• **Tasks and exercises**:
1. In the template matching page below, reproduce word for word the passage between "Copyright information¶" and "4.0 International License.", inclusive.
2. Answer these questions about the template matching page below:
(a) Which university is listed with the author's name?
(b) Under what license is the work released?
(c) What is the final item in the lesson plan?

• **Page**:
No description has been provided for this image

Template Matching¶

Faisal Qureshi
Professor
Faculty of Science
Ontario Tech University
Oshawa ON Canada
http://vclab.science.ontariotechu.ca

Copyright information¶

© Faisal Qureshi

License¶

Creative Commons Licence
This work is licensed under a Creative Commons Attribution-NonCommercial 4.0 International License.

Lesson Plan¶

  • Sum of squared differences
  • Normalized sum of squared differences
  • Cross-correlation
  • Normalized cross-correlation
  • Correlation coefficient
  • Normalized correlation coefficient

Where is waldo?¶

Our task is to find Waldo

No description has been provided for this image

in the crowd

No description has been provided for this image

Key insight¶

Compare patches in the image with Waldo's picture. In order to do so, we need to be able determine if patch 1 is more similar to patch 2 or patch 3 (as shown in the figure below).

• **Dataset entries**:
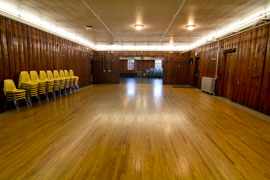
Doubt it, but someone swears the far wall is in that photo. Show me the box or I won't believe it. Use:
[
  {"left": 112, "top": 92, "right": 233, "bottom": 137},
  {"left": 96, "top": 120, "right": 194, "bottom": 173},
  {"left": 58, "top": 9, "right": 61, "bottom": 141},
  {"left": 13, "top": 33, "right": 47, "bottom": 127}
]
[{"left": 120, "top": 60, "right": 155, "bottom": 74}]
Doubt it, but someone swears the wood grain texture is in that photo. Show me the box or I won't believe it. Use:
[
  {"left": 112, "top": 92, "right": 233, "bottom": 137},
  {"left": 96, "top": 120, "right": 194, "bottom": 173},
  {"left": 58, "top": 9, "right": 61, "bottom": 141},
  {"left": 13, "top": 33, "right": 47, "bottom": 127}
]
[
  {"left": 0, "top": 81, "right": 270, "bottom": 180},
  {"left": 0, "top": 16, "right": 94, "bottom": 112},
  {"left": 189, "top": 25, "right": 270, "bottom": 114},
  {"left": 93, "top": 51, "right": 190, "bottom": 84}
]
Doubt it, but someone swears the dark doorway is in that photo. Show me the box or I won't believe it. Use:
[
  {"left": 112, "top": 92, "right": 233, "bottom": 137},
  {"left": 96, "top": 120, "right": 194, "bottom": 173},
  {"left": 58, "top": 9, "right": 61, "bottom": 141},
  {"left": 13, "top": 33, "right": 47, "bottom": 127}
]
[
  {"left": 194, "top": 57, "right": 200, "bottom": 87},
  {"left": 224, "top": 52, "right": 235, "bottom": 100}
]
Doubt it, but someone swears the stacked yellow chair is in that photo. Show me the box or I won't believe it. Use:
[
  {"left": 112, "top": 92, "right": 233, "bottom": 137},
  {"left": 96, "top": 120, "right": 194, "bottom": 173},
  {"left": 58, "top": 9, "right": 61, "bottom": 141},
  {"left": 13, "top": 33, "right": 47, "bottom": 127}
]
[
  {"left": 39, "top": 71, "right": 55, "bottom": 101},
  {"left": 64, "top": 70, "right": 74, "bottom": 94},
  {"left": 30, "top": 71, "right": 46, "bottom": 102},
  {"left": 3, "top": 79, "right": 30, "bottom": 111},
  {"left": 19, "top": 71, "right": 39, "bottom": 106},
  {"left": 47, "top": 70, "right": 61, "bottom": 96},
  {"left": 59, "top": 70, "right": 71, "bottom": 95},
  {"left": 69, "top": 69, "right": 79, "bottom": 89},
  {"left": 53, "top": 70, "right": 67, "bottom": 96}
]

• **The replies**:
1.
Copyright information¶

© Faisal Qureshi

License¶

Creative Commons Licence
This work is licensed under a Creative Commons Attribution-NonCommercial 4.0 International License.

2.
(a) Ontario Tech University
(b) A Creative Commons Attribution-NonCommercial 4.0 International License
(c) Normalized correlation coefficient